- **WHAT YOU WILL DO**:
Render the lines of the records below as a JSON list of strings, one string per line, skipping any blank lines. Include only the lines from the one containing "out the rocky" through the end of the records.

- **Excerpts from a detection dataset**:
* * * * * * *

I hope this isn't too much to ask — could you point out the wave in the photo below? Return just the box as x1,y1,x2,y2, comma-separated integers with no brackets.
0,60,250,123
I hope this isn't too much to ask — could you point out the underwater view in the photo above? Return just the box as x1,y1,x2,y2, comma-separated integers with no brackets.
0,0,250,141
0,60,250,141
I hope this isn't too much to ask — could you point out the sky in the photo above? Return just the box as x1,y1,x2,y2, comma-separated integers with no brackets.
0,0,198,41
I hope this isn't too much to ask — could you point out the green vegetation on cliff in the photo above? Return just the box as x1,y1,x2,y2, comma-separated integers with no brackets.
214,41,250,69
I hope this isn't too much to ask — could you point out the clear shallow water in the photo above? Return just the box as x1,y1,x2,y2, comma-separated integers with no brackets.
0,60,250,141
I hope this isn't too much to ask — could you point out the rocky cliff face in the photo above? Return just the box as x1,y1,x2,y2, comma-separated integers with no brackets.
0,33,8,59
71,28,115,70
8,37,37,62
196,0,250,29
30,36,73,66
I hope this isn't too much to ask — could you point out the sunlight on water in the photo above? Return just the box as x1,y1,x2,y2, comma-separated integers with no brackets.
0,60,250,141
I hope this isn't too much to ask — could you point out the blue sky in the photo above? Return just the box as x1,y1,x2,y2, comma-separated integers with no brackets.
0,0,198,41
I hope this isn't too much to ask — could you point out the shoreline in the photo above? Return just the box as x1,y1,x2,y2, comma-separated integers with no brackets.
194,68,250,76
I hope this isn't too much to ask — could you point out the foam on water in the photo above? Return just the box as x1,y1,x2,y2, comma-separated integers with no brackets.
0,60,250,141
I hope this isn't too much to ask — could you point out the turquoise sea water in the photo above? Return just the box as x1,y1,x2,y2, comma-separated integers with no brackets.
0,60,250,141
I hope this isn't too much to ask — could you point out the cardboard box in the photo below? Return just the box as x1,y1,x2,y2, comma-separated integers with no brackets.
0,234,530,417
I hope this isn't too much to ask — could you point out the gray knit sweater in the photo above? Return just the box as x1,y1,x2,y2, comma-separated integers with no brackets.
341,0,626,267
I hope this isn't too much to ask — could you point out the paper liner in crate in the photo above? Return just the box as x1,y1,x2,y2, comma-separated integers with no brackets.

* * * * * * *

- **SOLUTION TO THIS TASK**:
[
  "I hope this isn't too much to ask — could you point out the rocky cliff face in the photo above? Return just the box as x1,y1,x2,y2, comma-separated integers with no brackets.",
  "0,33,8,59",
  "71,28,115,70",
  "8,37,37,62",
  "196,0,250,29",
  "30,36,73,66",
  "I hope this isn't too much to ask — could you point out the sunlight on water in the photo above? Return just the box as x1,y1,x2,y2, comma-separated integers with no brackets.",
  "0,60,250,141",
  "I hope this isn't too much to ask — could you point out the blue sky in the photo above? Return just the box as x1,y1,x2,y2, comma-separated integers with no brackets.",
  "0,0,198,41",
  "I hope this isn't too much to ask — could you point out the shoreline in the photo above? Return just the box as x1,y1,x2,y2, comma-separated integers with no brackets.",
  "194,68,250,76",
  "I hope this isn't too much to ask — could you point out the foam on water in the photo above? Return just the box as x1,y1,x2,y2, comma-separated integers with no brackets.",
  "0,60,250,141",
  "I hope this isn't too much to ask — could you point out the turquoise sea water in the photo above? Return just the box as x1,y1,x2,y2, comma-separated integers with no brackets.",
  "0,60,250,141",
  "I hope this isn't too much to ask — could you point out the cardboard box in the photo below? Return just the box as x1,y1,x2,y2, comma-separated integers with no brackets.",
  "0,234,530,417",
  "I hope this isn't too much to ask — could you point out the gray knit sweater in the photo above? Return just the box as x1,y1,x2,y2, comma-separated integers with no brackets.",
  "341,0,626,267",
  "I hope this isn't too much to ask — could you point out the paper liner in crate in the photo above? Return just the box as x1,y1,x2,y2, comma-separated integers with no brackets."
]